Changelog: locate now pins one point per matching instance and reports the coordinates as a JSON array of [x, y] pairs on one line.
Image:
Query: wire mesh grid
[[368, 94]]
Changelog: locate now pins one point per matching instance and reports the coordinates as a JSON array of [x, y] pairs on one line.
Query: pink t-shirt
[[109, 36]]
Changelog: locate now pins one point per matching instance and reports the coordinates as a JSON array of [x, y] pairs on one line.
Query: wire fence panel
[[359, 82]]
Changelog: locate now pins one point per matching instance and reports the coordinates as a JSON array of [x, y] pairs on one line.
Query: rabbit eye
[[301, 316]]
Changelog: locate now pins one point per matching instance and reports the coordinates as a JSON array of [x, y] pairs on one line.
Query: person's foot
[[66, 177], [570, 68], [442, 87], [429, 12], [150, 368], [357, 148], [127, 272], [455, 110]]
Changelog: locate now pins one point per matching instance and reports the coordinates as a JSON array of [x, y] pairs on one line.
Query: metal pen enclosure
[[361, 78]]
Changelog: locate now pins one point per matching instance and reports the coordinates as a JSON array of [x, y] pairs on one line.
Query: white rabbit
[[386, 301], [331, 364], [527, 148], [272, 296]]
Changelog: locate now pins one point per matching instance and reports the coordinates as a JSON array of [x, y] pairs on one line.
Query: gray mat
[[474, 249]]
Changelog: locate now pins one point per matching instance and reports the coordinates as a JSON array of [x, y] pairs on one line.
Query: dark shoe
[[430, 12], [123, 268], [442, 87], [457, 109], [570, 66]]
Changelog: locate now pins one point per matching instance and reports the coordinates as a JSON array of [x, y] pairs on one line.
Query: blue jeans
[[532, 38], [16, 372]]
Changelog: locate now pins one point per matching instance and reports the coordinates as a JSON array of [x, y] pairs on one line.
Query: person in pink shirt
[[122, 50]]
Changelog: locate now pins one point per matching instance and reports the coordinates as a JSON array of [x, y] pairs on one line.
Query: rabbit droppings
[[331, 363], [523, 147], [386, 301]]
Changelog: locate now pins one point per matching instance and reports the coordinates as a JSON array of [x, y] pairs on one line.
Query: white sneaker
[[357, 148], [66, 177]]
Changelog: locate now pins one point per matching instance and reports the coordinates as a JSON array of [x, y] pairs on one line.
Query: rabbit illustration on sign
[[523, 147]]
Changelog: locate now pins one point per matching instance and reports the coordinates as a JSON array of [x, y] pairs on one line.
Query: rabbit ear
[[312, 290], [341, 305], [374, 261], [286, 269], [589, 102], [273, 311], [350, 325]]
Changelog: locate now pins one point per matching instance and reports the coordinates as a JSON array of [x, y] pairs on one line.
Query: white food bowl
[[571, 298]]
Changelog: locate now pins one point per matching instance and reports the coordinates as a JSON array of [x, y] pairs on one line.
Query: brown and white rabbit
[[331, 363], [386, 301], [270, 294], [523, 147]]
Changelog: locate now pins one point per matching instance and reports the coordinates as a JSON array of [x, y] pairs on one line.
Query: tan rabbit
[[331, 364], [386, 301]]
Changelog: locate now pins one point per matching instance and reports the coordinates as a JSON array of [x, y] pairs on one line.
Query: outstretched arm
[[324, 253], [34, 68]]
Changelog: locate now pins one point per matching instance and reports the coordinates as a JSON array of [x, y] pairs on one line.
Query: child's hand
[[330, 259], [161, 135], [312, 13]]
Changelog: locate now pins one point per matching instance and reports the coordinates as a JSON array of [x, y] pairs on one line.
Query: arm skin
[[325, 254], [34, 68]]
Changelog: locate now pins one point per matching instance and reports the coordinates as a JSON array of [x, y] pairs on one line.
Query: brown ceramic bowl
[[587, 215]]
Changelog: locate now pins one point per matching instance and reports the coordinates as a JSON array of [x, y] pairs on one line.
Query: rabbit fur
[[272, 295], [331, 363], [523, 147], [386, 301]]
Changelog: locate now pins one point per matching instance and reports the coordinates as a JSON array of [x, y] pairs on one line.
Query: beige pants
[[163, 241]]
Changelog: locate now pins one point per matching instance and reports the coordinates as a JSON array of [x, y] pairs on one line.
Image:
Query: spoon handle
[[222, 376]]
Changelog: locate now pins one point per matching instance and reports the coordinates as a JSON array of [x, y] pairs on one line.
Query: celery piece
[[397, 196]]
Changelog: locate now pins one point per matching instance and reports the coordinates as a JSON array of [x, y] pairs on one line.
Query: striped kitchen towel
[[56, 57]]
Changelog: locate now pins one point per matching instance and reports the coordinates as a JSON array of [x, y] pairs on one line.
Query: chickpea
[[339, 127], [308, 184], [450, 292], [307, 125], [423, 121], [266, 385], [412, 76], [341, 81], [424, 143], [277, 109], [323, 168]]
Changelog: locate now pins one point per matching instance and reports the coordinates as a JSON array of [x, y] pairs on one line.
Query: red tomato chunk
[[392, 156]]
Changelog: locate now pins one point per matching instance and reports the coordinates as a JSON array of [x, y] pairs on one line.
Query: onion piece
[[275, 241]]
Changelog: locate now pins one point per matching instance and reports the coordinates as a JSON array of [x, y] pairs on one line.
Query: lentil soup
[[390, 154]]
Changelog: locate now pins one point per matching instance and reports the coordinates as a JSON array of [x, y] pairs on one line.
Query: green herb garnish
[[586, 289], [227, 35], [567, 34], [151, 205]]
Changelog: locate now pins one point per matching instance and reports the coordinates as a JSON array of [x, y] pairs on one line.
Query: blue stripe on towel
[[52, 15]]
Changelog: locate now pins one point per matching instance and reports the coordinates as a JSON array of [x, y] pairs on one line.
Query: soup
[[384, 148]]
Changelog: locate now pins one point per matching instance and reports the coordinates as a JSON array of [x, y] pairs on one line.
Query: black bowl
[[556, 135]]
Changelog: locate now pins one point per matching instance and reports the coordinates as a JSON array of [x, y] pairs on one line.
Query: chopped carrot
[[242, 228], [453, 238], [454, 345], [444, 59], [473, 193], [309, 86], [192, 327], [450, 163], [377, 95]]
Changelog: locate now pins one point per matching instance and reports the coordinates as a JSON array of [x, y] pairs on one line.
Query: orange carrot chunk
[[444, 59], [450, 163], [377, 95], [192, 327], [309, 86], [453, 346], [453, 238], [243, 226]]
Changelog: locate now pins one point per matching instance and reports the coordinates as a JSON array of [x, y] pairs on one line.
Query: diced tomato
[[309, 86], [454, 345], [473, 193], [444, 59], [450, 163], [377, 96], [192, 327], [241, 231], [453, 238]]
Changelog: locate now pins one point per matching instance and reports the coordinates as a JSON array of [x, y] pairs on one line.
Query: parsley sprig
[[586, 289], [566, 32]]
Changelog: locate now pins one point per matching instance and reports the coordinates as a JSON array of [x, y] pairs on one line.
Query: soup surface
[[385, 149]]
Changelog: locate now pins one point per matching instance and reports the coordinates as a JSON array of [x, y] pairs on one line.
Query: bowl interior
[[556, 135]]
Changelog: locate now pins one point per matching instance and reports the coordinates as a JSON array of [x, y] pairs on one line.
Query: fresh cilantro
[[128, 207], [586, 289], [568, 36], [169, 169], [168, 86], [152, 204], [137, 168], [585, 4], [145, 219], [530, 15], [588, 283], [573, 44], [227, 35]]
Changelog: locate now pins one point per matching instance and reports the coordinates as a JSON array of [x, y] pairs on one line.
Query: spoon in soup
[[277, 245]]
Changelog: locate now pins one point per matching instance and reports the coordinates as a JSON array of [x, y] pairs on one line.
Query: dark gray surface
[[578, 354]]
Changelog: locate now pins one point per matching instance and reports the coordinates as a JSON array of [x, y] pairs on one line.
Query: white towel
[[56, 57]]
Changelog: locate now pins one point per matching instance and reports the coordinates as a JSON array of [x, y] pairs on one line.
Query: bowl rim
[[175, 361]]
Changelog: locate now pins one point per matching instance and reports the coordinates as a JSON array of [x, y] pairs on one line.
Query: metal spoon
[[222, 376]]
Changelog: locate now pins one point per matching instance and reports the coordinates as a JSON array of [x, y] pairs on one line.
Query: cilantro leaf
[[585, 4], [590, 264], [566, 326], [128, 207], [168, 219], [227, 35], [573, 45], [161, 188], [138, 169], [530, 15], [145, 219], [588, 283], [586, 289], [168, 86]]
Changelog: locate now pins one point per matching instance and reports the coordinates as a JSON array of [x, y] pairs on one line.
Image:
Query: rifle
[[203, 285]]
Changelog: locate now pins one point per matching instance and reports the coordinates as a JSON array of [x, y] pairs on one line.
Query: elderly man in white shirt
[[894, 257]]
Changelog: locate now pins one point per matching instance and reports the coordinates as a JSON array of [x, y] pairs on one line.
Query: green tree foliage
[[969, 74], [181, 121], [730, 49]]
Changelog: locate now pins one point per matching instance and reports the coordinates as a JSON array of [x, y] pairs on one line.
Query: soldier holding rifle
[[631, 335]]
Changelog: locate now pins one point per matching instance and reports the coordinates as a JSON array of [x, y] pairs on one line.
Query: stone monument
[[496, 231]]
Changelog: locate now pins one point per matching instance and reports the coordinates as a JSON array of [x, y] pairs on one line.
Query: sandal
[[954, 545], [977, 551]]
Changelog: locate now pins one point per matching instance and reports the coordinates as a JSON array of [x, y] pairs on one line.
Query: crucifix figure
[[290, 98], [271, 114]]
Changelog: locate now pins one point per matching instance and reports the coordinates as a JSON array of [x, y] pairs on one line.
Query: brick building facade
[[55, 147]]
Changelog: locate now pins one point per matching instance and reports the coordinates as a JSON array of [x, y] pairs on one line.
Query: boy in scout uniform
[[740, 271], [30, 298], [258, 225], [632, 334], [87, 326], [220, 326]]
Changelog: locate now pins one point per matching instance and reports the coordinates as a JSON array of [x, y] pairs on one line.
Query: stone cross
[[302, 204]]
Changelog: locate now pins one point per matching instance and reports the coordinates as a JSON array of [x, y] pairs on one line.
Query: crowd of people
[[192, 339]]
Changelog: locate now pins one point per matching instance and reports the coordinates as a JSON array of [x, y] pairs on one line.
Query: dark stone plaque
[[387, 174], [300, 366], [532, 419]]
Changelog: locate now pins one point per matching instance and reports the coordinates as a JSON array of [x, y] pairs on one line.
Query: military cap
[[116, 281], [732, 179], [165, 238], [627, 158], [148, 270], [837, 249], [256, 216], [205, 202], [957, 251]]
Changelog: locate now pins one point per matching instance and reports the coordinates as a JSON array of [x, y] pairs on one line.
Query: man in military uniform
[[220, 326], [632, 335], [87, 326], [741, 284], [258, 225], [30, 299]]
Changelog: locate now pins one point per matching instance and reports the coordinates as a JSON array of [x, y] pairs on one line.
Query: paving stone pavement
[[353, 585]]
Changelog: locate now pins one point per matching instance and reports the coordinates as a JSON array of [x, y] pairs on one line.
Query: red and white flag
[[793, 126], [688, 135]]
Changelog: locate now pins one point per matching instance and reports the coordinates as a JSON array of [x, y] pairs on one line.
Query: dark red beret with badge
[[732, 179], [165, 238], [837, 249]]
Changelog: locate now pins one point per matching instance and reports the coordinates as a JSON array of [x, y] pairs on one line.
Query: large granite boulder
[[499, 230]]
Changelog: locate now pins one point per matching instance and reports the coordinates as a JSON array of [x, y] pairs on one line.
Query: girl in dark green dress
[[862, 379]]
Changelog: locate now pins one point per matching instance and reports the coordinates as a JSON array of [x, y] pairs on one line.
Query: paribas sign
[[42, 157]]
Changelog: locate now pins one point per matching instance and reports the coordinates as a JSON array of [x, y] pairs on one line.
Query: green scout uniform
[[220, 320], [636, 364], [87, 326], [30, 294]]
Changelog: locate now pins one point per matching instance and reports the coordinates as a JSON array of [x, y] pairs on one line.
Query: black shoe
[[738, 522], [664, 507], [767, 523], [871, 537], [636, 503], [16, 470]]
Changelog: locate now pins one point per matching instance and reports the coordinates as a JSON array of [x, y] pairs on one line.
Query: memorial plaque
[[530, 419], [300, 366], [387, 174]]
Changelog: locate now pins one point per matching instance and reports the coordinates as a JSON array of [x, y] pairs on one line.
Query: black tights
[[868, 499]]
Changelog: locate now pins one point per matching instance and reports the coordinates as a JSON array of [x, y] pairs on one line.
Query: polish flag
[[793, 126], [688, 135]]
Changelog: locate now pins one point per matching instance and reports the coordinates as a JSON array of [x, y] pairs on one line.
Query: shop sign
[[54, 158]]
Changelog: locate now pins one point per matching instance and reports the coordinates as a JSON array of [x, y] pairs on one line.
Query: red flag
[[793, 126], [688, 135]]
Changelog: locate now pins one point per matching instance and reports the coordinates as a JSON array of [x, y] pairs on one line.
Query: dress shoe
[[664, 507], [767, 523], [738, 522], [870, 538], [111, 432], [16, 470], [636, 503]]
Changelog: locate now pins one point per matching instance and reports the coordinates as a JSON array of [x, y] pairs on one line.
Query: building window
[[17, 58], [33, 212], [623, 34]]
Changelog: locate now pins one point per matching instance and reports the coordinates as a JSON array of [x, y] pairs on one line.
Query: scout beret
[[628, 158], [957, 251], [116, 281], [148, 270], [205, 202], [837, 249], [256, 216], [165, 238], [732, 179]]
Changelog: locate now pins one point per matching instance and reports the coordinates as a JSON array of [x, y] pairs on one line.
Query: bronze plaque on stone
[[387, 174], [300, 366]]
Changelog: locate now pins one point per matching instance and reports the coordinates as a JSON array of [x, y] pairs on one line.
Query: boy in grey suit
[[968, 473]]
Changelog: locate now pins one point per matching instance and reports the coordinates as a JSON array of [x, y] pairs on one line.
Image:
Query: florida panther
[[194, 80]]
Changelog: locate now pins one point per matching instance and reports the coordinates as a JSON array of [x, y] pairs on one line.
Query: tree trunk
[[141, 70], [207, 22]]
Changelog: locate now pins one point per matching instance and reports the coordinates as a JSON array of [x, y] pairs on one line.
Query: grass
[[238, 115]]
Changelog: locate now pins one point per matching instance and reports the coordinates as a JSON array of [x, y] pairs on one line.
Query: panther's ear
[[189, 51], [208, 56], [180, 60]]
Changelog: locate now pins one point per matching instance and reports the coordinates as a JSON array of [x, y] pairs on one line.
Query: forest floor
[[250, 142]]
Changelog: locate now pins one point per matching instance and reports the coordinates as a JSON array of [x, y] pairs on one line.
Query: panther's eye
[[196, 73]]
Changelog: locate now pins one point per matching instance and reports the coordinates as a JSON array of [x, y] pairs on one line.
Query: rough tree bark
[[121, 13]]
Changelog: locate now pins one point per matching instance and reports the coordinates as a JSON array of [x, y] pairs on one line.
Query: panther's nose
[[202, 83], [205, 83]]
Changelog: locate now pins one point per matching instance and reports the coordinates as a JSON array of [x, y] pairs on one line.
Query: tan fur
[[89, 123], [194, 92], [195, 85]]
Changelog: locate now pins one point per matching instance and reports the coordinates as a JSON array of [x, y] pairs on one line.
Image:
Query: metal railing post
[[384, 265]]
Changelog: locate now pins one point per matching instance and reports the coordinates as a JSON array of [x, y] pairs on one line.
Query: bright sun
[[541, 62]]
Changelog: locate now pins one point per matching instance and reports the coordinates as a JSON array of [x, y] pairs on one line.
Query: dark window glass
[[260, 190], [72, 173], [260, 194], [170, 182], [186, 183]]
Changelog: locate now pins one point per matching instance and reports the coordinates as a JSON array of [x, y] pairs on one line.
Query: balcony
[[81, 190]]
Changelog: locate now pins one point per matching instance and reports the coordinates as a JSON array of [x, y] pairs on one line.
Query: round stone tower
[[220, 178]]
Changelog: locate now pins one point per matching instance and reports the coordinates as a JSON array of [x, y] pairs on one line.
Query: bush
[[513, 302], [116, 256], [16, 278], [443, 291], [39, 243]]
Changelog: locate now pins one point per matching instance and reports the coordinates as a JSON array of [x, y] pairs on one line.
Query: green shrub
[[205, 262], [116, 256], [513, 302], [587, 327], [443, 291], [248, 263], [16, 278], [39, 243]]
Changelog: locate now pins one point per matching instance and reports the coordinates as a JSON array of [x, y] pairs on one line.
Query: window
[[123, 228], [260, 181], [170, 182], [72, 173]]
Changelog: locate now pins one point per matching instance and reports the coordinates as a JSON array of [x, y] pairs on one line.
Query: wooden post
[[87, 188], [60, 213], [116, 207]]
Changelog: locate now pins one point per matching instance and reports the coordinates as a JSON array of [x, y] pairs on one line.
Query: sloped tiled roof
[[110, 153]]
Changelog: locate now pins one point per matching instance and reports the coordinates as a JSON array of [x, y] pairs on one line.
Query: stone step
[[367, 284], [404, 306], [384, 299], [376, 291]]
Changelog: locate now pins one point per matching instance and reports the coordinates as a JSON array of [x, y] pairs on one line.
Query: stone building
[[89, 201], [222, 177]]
□ □ □
(The exercise):
Rescale everything from the first of the lines above down to the line that contains "[[109, 36]]", both ends included. Write out only those lines again, requests and all, with every coordinate in the answers multiplied by 2.3 and rounded to a whole number, halves rounding up.

(Written response):
Changelog: locate now pins one point per matching instance and reports the coordinates as a JSON array of [x, y] pairs on one line.
Image:
Query: wire mesh grid
[[846, 216]]
Changelog: locate now pins one point per matching instance and reports the coordinates as a JSON array of [x, y] pairs on one line.
Query: pink t-shirt
[[251, 83]]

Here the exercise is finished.